Selected passage -
+++

On 3 May 2013 18:56, Ertugrul Söylemez <es@ertes.de> wrote:
Adrian May <adrian.alexander.may@gmail.com> wrote:

> > Changes already made in the base library or in one of the platform
> > libraries:
>
> So could you pick the most unassailable and tell me more about it
> please?

I'll just pick a random example:  Eq and Show are no longer superclasses
of Num.  I'm the author of the Netwire library, a library for functional
reactive programming.  Before that change you would write the following
code to express a clock that runs twice as fast as the real time clock
and oscillates up and down while gradually increasing:

    liftA2 (\t o -> 2*t + sin o) time (integral_ 0 . v)

Thanks to the change you can now write it as: 

    2*time + sin (integral_ 0 . v)


I never doubted that people add new stuff for valid reasons. What I'm interested in is whether or not it could have been done without breaking anything. But having thought about it for a while, I'm tending to think that version controlling all the standard modules is the only general solution.

+++

Material shown -
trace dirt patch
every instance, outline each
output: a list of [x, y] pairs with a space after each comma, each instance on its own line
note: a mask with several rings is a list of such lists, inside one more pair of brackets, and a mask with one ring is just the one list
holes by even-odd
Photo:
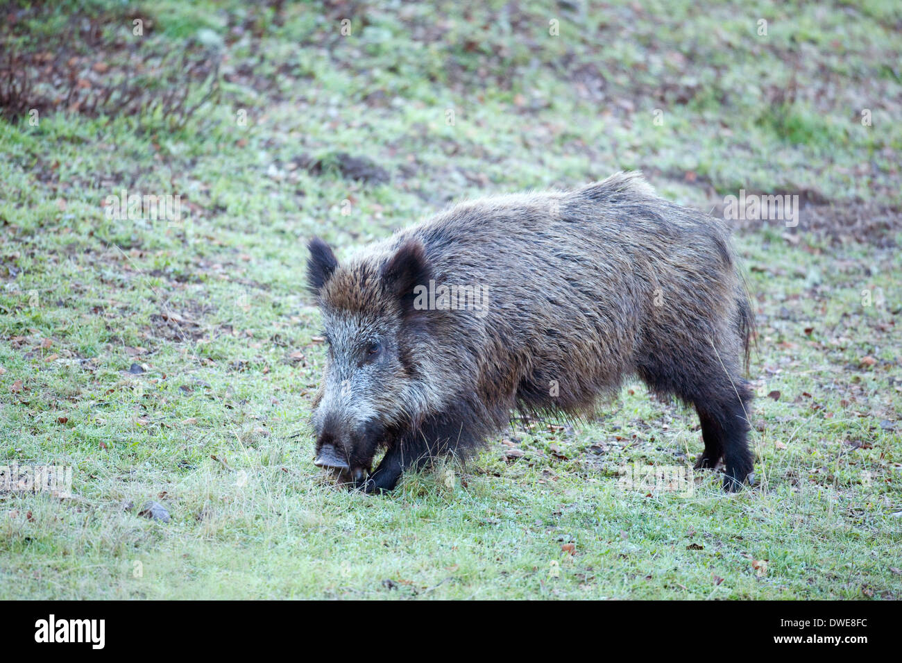
[[301, 155], [292, 160], [296, 165], [313, 175], [335, 172], [344, 180], [384, 184], [391, 180], [389, 171], [368, 157], [356, 157], [344, 152], [330, 152], [321, 157]]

+++

Exercise aim - How would the sentence "I never doubted that people add new stuff for valid reasons." from the mailing-list message read in Spanish? The listing has nothing to do with the mailing-list message.

Exercise response - Nunca dudé de que la gente añade cosas nuevas por razones válidas.